### What this task involves:
Recast the entries, starting at the beginning of the entries and ending at the line that contains "390), (251, 394)]", as a two-column CSV with columns named entry_text and answer. Give one row per entry, with each value in a single quoted field and line breaks replaced by spaces.

Source entries
— begin —
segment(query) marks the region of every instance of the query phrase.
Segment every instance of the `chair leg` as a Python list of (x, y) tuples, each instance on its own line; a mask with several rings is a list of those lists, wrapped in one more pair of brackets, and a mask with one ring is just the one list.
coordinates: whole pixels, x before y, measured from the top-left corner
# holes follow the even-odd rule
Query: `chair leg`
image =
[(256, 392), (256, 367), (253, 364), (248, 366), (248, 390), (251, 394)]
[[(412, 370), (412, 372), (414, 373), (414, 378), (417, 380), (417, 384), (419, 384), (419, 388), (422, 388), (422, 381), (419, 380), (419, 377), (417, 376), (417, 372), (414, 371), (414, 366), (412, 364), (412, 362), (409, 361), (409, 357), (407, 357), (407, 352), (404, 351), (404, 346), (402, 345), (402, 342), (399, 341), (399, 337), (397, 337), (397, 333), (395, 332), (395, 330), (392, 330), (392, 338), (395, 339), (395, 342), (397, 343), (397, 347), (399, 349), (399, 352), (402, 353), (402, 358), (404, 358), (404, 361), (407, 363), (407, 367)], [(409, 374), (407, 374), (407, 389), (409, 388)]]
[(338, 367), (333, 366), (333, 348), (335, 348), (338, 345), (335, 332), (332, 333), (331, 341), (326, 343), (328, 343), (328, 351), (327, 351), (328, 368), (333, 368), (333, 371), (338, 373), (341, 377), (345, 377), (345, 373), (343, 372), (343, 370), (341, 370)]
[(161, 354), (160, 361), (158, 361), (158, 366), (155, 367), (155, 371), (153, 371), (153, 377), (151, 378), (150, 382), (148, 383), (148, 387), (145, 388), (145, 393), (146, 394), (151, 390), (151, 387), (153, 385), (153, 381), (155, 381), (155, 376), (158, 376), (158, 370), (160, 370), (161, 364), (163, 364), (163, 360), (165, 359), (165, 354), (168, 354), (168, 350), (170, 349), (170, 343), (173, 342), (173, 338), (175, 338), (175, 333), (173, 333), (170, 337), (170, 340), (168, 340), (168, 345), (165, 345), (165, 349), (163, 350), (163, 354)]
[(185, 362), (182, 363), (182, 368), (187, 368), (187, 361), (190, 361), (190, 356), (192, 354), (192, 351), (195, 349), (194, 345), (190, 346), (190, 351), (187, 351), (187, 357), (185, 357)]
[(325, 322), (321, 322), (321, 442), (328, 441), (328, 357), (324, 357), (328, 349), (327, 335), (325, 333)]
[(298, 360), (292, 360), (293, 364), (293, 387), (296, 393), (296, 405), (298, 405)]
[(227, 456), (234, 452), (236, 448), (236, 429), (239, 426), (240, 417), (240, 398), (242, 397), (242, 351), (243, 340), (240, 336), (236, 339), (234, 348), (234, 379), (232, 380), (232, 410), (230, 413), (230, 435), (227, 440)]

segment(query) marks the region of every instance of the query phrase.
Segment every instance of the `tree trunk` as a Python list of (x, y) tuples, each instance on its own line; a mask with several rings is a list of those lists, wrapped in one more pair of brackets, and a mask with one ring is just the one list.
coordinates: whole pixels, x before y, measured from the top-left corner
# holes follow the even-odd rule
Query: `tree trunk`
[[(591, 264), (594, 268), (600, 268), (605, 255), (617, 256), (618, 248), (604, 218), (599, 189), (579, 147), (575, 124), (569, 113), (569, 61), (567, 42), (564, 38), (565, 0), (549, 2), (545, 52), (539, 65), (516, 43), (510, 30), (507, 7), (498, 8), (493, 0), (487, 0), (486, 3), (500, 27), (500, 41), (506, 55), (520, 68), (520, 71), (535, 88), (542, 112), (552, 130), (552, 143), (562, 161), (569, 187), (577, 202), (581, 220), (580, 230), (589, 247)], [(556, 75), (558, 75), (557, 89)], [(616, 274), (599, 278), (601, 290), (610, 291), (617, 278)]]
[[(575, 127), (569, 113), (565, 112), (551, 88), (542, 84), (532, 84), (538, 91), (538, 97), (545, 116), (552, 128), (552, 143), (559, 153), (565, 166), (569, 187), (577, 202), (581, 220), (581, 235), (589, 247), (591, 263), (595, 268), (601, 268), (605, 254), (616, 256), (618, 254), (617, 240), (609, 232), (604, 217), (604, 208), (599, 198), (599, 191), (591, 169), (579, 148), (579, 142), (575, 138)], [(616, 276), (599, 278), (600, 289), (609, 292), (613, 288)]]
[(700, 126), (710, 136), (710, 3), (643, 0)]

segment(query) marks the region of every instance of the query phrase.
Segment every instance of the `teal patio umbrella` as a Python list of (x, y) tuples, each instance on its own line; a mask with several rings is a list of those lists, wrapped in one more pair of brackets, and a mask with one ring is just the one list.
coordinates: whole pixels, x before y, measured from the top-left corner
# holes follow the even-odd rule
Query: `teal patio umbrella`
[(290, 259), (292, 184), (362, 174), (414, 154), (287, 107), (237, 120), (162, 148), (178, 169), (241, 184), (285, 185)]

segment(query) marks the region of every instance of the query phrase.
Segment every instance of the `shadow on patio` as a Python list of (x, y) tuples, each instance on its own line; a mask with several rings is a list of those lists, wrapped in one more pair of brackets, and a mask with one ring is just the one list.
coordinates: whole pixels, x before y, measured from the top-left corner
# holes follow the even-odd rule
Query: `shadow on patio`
— end —
### Reply to the task:
entry_text,answer
"segment(query) marks the region of every instance of the query phrase. Segment every instance of the `chair leg` as a Python list of (x, y) tuples, each instance on its own line; a mask with several rings is a list of those lists, wrapped in one more pair of brackets, and a mask with one ring is just the one list. coordinates: whole pixels, x before y, measured from the top-left corner # holes follow the even-odd rule Query: `chair leg` image =","[(256, 392), (256, 367), (253, 364), (248, 366), (248, 390), (251, 394)]"